* _Requirements_
• a. In the PageRank notebook text, what character does the import function split each line of the example file on?
• b. Pick up the PageRank notebook text after its final line and continue writing it.

* _Provided text_
Create a PageRank object and import the data from the given example. Print the data object to see how the data is stored.

In [None]:
from collections import OrderedDict

# This path might be different on your local machine.
example = 'data/example.txt'

def import_data(example): 
    """
    This function loads the given datasets in an OrderedDict Object and
    can be used for the next steps in this assignment.
    :param example: The input file containing the (example) data.
    :return: An OrderedDict containing an OrderedDict for each data point.
    """
    
    # Extract data.
    lines = [line.rstrip('\n') for line in open(example)]
    
    # Initialize data structure.
    data = OrderedDict()
    for l in lines:
        line = l.split("|")
        data[line[0]] = OrderedDict()
    
    # START ANSWER 
    # END ANSWER
    
    return data
 

data = import_data(example)
# Check that your code works on the example.
assert data == OrderedDict([('A', OrderedDict([('A', 0), ('B', 0), ('C', 1), ('D', 1)])),
                            ('B', OrderedDict([('A', 1), ('B', 0), ('C', 0), ('D', 1)])),
                            ('C', OrderedDict([('A', 1), ('B', 0), ('C', 0), ('D', 0)])),
                            ('D', OrderedDict([('A', 0), ('B', 1), ('C', 1), ('D', 0)]))])
data

### Step 3: Implement `construct_transition_matrix`

Next, a transition matrix has to be constructed, by creating the function: `construct_transition_matrix`.

In [None]:
import numpy as np

def construct_transition_matrix(data):
    """
    This function returns a transition_matrix based on the given data.
    Note: you can convert an OrderedDict object to a list of (key, value) tuples with OrderedDict_Object.items().

(Pointing records)
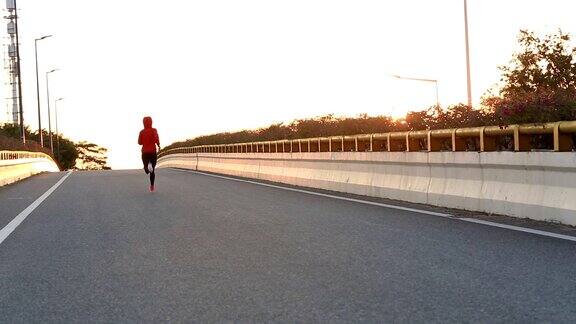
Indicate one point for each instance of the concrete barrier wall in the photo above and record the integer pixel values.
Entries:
(15, 170)
(537, 185)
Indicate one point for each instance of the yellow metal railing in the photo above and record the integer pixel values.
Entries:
(482, 139)
(17, 155)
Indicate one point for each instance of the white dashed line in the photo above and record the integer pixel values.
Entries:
(8, 229)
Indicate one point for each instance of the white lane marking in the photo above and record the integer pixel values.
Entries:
(8, 229)
(366, 202)
(520, 229)
(420, 211)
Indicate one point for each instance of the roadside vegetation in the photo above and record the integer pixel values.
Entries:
(538, 85)
(78, 156)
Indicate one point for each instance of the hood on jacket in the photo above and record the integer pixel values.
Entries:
(147, 122)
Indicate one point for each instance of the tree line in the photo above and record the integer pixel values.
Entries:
(79, 156)
(538, 85)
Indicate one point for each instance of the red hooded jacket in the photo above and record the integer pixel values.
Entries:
(148, 137)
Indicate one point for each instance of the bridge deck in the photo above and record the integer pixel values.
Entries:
(102, 248)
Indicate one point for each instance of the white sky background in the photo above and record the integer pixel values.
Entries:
(200, 67)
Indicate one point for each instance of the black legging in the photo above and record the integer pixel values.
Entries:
(150, 158)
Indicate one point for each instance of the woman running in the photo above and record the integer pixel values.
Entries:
(148, 138)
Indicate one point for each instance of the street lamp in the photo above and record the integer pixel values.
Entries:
(469, 83)
(38, 88)
(48, 102)
(57, 133)
(422, 80)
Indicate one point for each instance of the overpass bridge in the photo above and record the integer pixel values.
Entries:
(96, 246)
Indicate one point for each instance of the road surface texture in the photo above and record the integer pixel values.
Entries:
(101, 248)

* _Task-by-task results_
• a. The vertical bar character, "|".

• b.
    :param data: The OrderedDict containing the input data.
    :return: A two-dimensional array representing the transition matrix.
    """
    matrix = np.zeros((len(data), len(data)))
    
    # START ANSWER
    # END ANSWER           
    return matrix

trans_matrix = construct_transition_matrix(data)
# Check that all columns of the matrix sum up to 1.
column_sums = np.sum(trans_matrix, axis=0)
assert np.all(np.isclose(column_sums, 1.0))
trans_matrix

$\textbf{Question 4}$: Is the output matrix from the function `construct_transition_matrix` the same as the matrix you calculated in question 1.2?

### Step 4: Implement `get_random_surfer`

Finish the `get_random_surfer` function, which should create a row vector of length equal to the number of vertices in the data. Each element should represent an equal probability, and the vector elements should sum up to 1. In other words, it should construct the following vector:

<center>$v = \begin{bmatrix}\dfrac{1}{n} \\ \dfrac{1}{n} \\ . \\ . \\ . \\ \dfrac{1}{n}\end{bmatrix}$</center>  
  
Where $n$ is the number of vertices in the data, and $dim(v) = n$.

In [None]:
def get_random_surfer(data):
    """
    This function returns a row vector of length equal to the number of vertices in the given data. 
    :param data: The OrderedDict containing the input data.
    :return: An array where each value has the same probability summing up to 1.
    """
    result = np.zeros((len(data), 1))
    
    # START ANSWER
    # END ANSWER   
    
    return result

random_surfer = get_random_surfer(data)
# Check that all probabilities are equal and sum up to 1.
assert np.all(np.isclose(random_surfer, random_surfer[0])) and np.isclose(np.sum(random_surfer), 1.0)

random_surfer

### Step 5: Implement `calculate_page_rank`

Now complete the `calculate_page_rank` function. This function should calculate a transition matrix, get a random surfer vector and multiply these for a number of iterations. The iterative step is:  

<center>$v' = Mv$</center>  

Where $M$ is the transition matrix.

Run the `calculate_page_rank` function on the example dataset with 10 iterations. Verify that the result is approximately as follows:  

<center>$v_{10} = \begin{bmatrix}A \\ B \\ C \\ D\end{bmatrix} = \begin{bmatrix}0.354 \\ 0.119 \\ 0.294 \\ 0.233\end{bmatrix}$</center>

In [None]:
def calculate_page_rank(data, trans_matrix, iterations):
    """
    This function calculates the page rank based on the given data,
    a given transition matrix (trans_matrix) and a given amount of iterations.
    :param data: The OrderedDict containing the input data.
    :param trans_matrix: The transition matrix.
    :param iteration: The amount of iterations.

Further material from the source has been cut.